What is asked: Turn the lines of the listing below, from the line containing "Task: indicate every instance of the steering wheel hub" through the line containing "[(502, 424), (220, 304), (444, 228)]", into a JSON list of strings with one string per line and any blank lines left out.

Information shown:
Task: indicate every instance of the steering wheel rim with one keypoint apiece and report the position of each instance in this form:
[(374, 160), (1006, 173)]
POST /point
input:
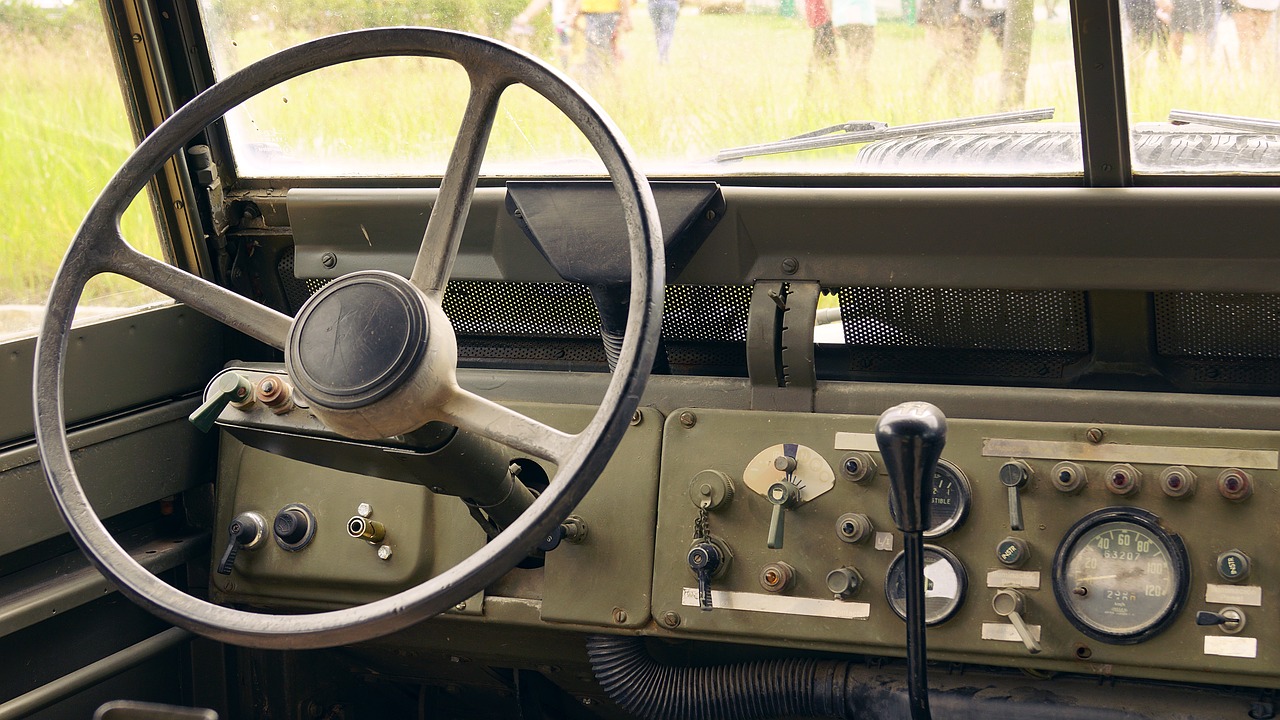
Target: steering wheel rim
[(99, 247)]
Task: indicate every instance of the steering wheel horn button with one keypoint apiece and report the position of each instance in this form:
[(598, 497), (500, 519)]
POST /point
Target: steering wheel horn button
[(357, 340)]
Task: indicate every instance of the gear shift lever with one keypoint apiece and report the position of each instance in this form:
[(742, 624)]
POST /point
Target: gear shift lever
[(910, 437)]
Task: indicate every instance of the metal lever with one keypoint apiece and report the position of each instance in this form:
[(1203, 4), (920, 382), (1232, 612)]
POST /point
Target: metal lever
[(1010, 604), (1014, 475), (1232, 619), (228, 388), (784, 495), (910, 438)]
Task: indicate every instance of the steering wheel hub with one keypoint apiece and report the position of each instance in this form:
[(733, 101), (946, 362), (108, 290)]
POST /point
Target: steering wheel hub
[(357, 340)]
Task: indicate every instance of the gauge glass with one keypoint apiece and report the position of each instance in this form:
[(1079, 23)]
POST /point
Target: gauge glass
[(949, 500), (1120, 577), (945, 584)]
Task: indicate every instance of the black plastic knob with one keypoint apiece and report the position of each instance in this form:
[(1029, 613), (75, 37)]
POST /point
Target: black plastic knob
[(910, 437), (291, 525)]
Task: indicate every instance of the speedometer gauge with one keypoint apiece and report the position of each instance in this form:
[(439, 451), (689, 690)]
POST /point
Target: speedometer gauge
[(1119, 577)]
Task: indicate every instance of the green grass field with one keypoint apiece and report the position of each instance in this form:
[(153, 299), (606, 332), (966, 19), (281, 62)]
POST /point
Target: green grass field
[(734, 80)]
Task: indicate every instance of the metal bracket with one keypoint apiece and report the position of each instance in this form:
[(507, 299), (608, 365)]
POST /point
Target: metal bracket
[(780, 352)]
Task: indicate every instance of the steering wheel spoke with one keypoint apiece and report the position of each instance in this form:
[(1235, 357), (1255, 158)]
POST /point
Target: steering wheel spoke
[(502, 424), (220, 304), (444, 228)]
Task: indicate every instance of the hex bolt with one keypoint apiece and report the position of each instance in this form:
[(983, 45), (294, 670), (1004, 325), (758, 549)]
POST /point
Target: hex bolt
[(1235, 484)]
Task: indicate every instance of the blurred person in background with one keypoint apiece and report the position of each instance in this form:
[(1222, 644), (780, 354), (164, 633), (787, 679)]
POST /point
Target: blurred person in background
[(1252, 22), (562, 24), (663, 13)]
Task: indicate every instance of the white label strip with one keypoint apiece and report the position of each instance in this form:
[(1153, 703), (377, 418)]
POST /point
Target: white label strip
[(1234, 595), (781, 605), (1147, 454), (864, 442), (1006, 632), (1229, 646), (1020, 579)]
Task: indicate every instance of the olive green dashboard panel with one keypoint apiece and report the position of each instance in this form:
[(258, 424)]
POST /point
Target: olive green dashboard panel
[(603, 579), (842, 527)]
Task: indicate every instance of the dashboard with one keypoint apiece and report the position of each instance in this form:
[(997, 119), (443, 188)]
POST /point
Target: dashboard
[(1087, 547)]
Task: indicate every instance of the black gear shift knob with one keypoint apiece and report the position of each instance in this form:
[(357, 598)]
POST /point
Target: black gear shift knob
[(910, 437)]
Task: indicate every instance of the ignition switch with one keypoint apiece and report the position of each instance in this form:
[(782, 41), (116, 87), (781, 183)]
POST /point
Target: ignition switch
[(247, 531)]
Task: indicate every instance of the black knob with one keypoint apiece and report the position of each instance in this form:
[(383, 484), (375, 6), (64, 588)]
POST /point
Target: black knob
[(291, 525), (910, 437)]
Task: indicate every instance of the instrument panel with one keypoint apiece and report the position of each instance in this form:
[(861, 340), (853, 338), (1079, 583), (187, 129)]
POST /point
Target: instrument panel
[(1106, 550), (1102, 550)]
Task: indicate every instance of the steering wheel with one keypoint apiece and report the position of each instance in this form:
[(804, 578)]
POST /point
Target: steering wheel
[(411, 383)]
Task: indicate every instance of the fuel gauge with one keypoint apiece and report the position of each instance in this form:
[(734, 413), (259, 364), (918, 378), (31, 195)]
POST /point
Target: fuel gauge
[(949, 500)]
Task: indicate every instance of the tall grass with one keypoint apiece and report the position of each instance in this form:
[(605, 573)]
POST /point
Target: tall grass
[(732, 80), (63, 133)]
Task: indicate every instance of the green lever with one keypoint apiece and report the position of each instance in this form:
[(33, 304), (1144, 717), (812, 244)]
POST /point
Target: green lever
[(782, 495), (228, 387)]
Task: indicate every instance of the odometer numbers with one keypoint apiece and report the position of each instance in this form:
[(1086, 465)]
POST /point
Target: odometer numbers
[(1119, 577)]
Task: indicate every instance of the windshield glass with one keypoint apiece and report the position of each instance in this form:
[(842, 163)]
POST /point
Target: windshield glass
[(1202, 85), (685, 81)]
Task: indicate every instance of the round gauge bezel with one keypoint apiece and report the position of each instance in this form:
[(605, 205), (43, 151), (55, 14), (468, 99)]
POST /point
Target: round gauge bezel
[(961, 511), (1178, 560), (961, 580)]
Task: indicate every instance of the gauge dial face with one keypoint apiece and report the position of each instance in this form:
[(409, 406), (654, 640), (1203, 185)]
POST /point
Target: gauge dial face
[(1119, 577), (949, 500), (945, 584)]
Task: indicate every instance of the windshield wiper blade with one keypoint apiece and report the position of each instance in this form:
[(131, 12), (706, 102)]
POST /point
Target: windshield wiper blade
[(826, 137), (1225, 122)]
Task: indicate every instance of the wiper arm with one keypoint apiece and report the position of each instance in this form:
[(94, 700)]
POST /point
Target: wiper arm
[(1225, 122), (868, 131)]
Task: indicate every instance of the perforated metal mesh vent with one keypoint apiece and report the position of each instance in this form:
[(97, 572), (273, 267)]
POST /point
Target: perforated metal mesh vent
[(1217, 324), (965, 319), (489, 308)]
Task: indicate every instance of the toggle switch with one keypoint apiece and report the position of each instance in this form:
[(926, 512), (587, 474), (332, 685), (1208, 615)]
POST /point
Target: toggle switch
[(1014, 475)]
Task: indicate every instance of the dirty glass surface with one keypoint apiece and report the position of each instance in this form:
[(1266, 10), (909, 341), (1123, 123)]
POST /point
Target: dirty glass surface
[(684, 80), (63, 133), (1202, 85)]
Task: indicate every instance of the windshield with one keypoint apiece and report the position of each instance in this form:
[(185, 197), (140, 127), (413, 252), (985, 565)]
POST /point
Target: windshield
[(684, 81)]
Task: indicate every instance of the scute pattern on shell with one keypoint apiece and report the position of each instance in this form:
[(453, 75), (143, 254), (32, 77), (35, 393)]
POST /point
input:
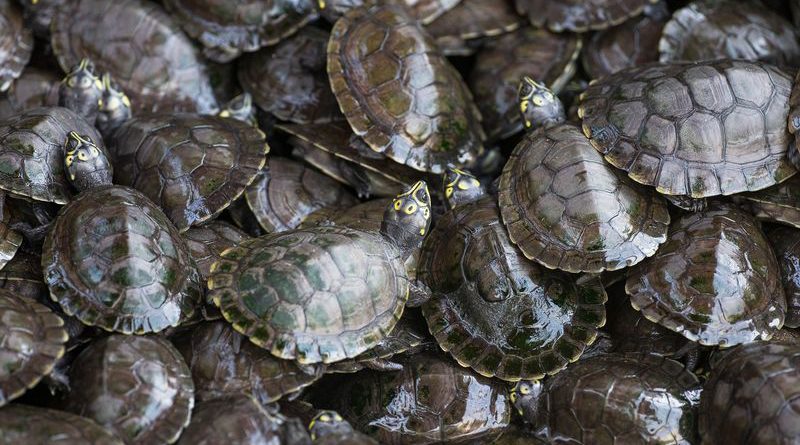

Response for this exercise:
[
  "Task: indicate every instance of the steering wheel hub with one keypoint apiece and report the position of each instance in this form:",
  "[(733, 101), (946, 362), (108, 290)]",
  "POST /point",
  "Target: steering wheel hub",
  "[(357, 340)]",
  "Task: indicate every instance of the gauge glass with one keypoint apiece and report the position of each instance in this form:",
  "[(1079, 23)]",
  "POST /point",
  "Target: gauge glass",
  "[(949, 500), (1120, 577), (945, 584)]",
  "Task: indicate every instance of the black plastic knob with one keypoint apiece and report the position of each instance in this form:",
  "[(1029, 613), (75, 37)]",
  "POST /point",
  "Target: black plastic knob",
  "[(910, 437), (291, 525)]",
  "Task: indicate every instance of the speedometer gauge with one keypoint apiece and report the position of each instance in this form:",
  "[(439, 451), (689, 690)]",
  "POST /point",
  "Target: speedometer gauge",
  "[(1119, 577)]",
  "Task: indicate every instance of the green grass field with one keypoint apiece and report the position of each instance in this form:",
  "[(153, 299), (606, 332), (966, 19), (281, 62)]",
  "POST /point",
  "Target: green grass field",
  "[(734, 80)]",
  "Task: indicate every instance of the metal bracket with one keypoint apiece and report the position of each instance in this form:",
  "[(507, 299), (608, 365)]",
  "POST /point",
  "Target: metal bracket",
  "[(780, 352)]",
  "Task: indicate every instance of the steering wheel spoke with one keypoint apiece and report the position of each instance in this form:",
  "[(1235, 357), (1255, 158)]",
  "POST /point",
  "Target: steering wheel spoke",
  "[(502, 424), (220, 304), (444, 228)]"
]